*To do*:
Reproduce the lines of the records below word for word, starting at the line that contains "eroded limestone rock" and ending at the line that contains "[[0, 0, 41, 60], [215, 0, 260, 21]]", including both of those lines.

— Begin Exercise materials —

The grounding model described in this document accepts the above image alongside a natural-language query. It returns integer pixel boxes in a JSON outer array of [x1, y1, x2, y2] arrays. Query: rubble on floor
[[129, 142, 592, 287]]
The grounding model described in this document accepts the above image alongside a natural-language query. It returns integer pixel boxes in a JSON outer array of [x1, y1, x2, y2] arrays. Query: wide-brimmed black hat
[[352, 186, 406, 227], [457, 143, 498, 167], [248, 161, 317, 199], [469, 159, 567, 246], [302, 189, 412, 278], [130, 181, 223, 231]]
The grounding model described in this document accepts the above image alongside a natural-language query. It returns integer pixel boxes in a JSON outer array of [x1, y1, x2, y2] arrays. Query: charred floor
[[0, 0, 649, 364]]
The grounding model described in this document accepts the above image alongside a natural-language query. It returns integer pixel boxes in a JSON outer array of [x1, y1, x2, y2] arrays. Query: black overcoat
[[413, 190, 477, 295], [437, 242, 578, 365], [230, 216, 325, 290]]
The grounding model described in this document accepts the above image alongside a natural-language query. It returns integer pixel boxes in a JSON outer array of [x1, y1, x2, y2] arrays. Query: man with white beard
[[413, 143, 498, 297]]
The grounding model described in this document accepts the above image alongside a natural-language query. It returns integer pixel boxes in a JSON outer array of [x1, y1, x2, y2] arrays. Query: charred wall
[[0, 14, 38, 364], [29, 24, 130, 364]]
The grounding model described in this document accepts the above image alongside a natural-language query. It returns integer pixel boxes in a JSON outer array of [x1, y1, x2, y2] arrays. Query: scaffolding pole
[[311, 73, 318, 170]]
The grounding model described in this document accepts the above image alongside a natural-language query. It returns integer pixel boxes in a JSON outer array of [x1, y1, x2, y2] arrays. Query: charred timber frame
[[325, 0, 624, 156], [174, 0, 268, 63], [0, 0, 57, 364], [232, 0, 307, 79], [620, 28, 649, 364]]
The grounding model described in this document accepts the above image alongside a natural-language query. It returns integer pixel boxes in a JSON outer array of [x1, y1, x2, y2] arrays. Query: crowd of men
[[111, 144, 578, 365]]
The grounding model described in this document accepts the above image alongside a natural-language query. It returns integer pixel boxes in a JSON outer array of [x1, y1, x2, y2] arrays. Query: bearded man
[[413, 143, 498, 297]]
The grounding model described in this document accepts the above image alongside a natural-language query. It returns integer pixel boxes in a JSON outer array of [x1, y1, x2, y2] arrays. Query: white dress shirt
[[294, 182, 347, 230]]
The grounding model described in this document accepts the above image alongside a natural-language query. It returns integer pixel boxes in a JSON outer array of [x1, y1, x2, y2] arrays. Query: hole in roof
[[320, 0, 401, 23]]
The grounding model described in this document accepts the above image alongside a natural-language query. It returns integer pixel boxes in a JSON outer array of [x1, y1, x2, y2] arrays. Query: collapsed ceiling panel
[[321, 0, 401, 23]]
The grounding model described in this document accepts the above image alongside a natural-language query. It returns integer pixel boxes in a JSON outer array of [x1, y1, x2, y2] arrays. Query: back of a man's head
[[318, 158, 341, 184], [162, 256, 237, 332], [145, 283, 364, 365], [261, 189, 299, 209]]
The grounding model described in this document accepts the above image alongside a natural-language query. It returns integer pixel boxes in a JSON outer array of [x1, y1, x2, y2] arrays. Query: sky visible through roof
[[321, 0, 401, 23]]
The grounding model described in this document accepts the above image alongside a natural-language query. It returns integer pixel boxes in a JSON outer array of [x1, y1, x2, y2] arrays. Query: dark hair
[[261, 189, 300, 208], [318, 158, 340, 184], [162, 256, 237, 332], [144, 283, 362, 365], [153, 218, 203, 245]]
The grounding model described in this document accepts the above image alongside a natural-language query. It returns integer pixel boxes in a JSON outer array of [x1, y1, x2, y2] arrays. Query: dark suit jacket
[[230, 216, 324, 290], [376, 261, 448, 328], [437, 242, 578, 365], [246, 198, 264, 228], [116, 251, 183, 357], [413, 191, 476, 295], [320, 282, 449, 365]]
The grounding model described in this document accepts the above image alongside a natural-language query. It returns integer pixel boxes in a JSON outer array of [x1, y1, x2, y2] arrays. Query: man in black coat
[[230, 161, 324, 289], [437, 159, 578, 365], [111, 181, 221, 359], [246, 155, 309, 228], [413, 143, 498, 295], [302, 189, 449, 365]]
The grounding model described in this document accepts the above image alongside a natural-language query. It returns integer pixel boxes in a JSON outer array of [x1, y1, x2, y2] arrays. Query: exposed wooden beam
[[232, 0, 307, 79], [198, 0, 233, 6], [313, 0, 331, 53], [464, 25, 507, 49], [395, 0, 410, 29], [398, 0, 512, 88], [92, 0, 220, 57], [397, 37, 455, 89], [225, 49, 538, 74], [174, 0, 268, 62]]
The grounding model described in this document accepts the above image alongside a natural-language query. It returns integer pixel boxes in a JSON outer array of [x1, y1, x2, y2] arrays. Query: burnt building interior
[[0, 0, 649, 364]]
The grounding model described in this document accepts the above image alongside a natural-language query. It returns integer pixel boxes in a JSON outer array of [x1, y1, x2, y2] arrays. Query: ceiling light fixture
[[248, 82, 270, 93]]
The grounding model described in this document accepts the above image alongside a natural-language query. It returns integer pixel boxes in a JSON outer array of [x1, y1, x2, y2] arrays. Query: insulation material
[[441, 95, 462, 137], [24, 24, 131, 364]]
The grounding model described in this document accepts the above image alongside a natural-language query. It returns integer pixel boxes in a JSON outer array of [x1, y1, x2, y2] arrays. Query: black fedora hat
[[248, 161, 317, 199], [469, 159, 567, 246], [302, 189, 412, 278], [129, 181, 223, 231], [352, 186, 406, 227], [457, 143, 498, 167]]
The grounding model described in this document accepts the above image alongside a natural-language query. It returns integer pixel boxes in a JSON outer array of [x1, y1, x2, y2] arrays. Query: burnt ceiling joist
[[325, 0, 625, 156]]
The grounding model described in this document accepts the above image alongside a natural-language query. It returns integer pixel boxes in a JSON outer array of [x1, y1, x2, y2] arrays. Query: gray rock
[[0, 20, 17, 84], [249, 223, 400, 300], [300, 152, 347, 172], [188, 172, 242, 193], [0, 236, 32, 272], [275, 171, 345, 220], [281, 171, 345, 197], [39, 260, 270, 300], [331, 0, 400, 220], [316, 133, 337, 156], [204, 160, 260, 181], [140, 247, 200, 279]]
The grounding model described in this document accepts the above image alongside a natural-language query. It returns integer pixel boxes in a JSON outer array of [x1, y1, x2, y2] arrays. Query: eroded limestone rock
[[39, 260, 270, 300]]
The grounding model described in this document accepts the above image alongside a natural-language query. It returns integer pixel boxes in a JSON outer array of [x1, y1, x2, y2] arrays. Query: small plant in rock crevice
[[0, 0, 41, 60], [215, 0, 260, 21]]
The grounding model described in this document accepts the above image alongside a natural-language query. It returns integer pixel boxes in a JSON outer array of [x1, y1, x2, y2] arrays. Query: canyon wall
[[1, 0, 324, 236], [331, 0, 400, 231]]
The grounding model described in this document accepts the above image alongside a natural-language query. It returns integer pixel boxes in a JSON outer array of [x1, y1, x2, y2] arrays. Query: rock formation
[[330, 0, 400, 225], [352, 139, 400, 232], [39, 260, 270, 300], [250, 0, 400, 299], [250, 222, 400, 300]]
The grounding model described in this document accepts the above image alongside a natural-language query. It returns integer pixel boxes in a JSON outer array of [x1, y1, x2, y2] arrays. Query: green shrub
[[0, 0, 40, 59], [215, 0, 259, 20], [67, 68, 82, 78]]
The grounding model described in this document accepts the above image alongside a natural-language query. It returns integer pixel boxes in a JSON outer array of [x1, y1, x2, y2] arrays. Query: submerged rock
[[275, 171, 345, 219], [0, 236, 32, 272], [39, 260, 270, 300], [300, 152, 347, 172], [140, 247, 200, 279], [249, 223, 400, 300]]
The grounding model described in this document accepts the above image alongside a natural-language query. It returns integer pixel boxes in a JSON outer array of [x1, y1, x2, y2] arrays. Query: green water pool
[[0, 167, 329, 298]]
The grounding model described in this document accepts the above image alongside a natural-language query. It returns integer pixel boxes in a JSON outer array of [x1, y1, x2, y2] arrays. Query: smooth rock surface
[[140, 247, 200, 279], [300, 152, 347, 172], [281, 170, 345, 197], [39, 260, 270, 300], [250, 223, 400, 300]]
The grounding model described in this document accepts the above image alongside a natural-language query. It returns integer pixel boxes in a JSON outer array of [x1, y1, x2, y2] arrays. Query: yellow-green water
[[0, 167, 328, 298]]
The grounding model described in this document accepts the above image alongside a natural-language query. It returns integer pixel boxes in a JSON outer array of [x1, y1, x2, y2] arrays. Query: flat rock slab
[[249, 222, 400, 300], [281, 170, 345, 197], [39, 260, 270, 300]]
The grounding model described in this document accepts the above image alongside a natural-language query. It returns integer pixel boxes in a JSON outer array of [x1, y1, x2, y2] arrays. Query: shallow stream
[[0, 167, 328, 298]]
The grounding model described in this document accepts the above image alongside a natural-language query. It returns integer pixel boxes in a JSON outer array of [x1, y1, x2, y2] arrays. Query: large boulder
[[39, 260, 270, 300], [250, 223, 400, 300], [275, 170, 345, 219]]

— End Exercise materials —

*Full response*:
The grounding model described in this document accepts the above image alongside a natural-language query. It returns integer pixel boxes in a JSON outer array of [x1, y1, x2, y2] arrays. Query: eroded limestone rock
[[39, 260, 270, 300]]
The grounding model described in this document accepts the above image alongside a natural-language query. It returns integer pixel boxes in a JSON outer array of [x1, y1, x2, y2] arrays. Query: small plant in rock crevice
[[0, 0, 41, 60], [215, 0, 260, 21]]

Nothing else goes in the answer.